- [Problem to solve] Give every line of the entries below as a numbered list, leaving out blank lines and the pictures.

[start of Supplied information]

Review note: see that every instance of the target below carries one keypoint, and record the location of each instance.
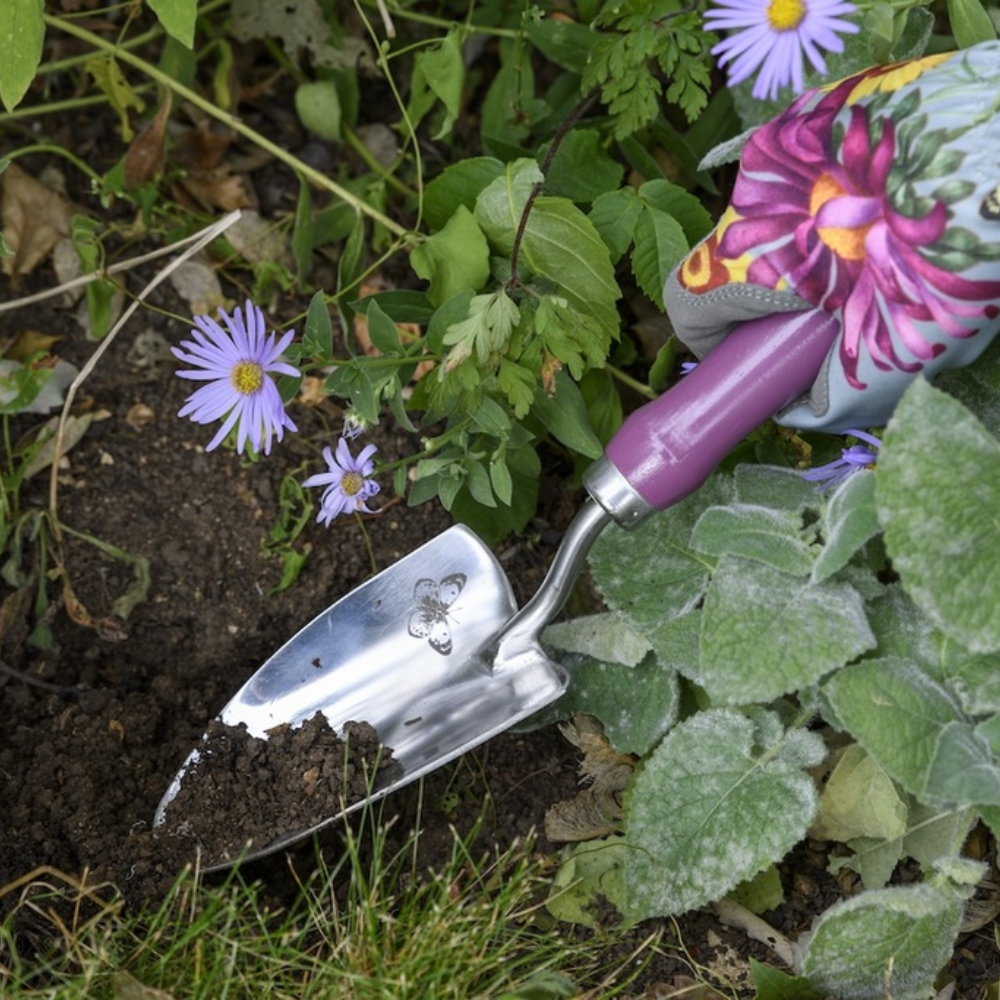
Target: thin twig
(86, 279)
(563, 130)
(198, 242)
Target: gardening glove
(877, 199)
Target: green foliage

[end of Supplied information]

- [Task solution]
1. Review note: see that every instance of the target below carries one keypoint, and record the location of each instance.
2. Target: thin twig
3. (86, 279)
4. (563, 130)
5. (198, 242)
6. Target: gardening glove
7. (877, 199)
8. Target: green foliage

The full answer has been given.